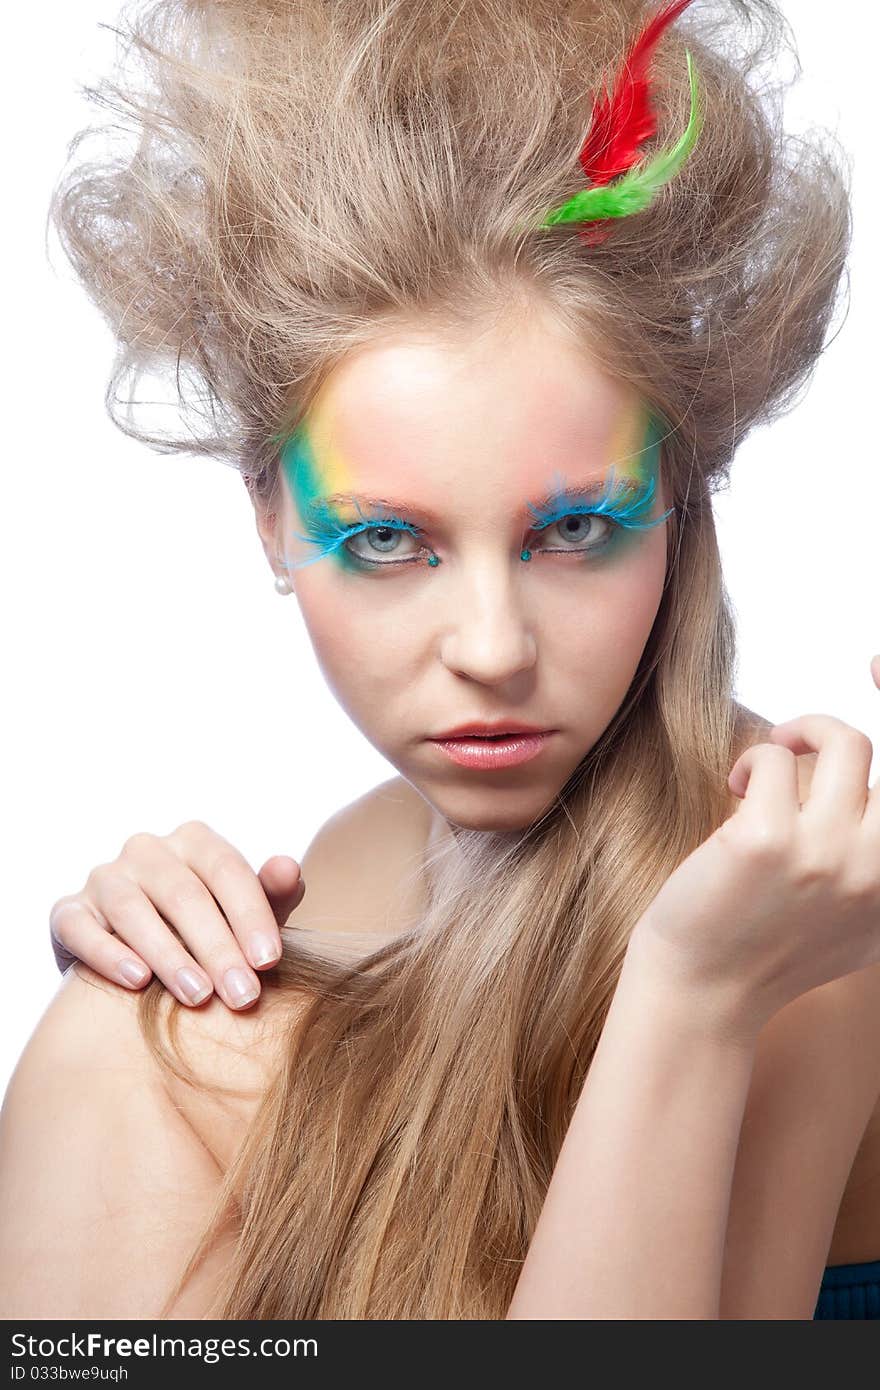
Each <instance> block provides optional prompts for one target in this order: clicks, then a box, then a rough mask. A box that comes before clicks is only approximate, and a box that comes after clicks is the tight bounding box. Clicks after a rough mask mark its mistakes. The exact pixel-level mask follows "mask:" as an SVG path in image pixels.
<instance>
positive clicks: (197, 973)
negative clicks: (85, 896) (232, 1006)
mask: <svg viewBox="0 0 880 1390" xmlns="http://www.w3.org/2000/svg"><path fill="white" fill-rule="evenodd" d="M89 892H90V897H92V898H93V899H95V906H96V908H97V909H99V912H101V913H103V916H104V919H106V920H107V922H108V923H110V924H111V926H113V930H114V931H117V933H118V935H120V937H122V940H124V941H125V942H127V944H128V945H131V947H132V948H133V951H136V952H138V955H139V956H140V959H142V960H147V962H149V963H150V966H152V967H153V970H154V973H156V974H157V976H158V979H160V980H161V981H163V984H164V986H165V988H167V990H170V991H171V994H172V995H174V997H175V999H179V1001H181V1004H188V1005H192V1004H202V1002H203V1001H204V999H207V998H209V995H210V994H213V992H214V986H213V983H211V980H210V977H209V976H207V974H206V973H204V970H203V969H202V967H200V965H199V962H197V960H195V959H193V956H192V955H190V954H189V952H188V951H186V949H185V948H184V945H182V942H181V941H179V940H178V937H177V935H175V934H174V931H172V930H171V929H170V927H168V923H167V922H163V919H161V917H160V916H158V913H157V910H156V908H154V906H153V903H152V902H150V899H149V898H147V897H146V894H145V892H143V891H142V890H140V887H139V885H138V884H136V883H133V881H132V880H131V878H128V877H127V876H125V874H124V873H121V872H115V873H113V872H108V870H106V869H101V870H96V872H95V873H92V874H89ZM89 963H90V962H89Z"/></svg>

========================================================================

▶ _What you should do_: Rewrite the records above, replacing "positive clicks" with "foreground clicks" and keeping everything else unchanged. Leave the pictures out of your answer.

▶ _Your response_:
Each <instance> block provides optional prompts for one target in this order: clicks, then a box, then a rough mask. A box that comes before clicks is only approximate, and a box that comes after clicks is the tight bounding box. Clicks after a rough mask mark its mistakes. The exact pixel-level mask follows "mask:" as an SVG path in image pixels.
<instance>
foreground clicks: (197, 973)
negative clicks: (85, 896) (232, 1006)
mask: <svg viewBox="0 0 880 1390" xmlns="http://www.w3.org/2000/svg"><path fill="white" fill-rule="evenodd" d="M89 892H90V897H92V898H93V899H95V906H96V908H97V909H99V912H101V913H103V916H104V919H106V920H107V922H108V923H110V924H111V926H113V930H114V931H117V933H118V935H120V937H122V940H124V941H125V942H127V944H128V945H131V947H132V948H133V951H136V952H138V955H139V956H140V959H142V960H147V962H149V963H150V966H152V967H153V970H154V973H156V974H157V976H158V979H160V980H161V981H163V984H164V986H165V988H167V990H170V991H171V994H172V995H174V997H175V999H179V1001H181V1004H188V1005H192V1004H202V1002H203V1001H204V999H207V998H209V995H210V994H213V992H214V986H213V983H211V980H210V977H209V976H207V974H206V973H204V970H203V969H202V967H200V965H199V962H197V960H195V959H193V956H192V955H190V954H189V952H188V951H186V949H185V948H184V945H182V942H181V941H179V940H178V937H177V935H175V934H174V931H172V930H171V929H170V927H168V923H167V922H163V919H161V917H160V916H158V913H157V910H156V908H154V906H153V903H152V902H150V899H149V898H147V897H146V894H145V892H143V891H142V890H140V887H139V885H138V884H136V883H133V881H132V880H131V878H128V877H127V876H125V874H124V873H121V872H115V873H113V872H108V870H106V869H101V870H96V872H95V873H92V874H89ZM89 963H90V962H89Z"/></svg>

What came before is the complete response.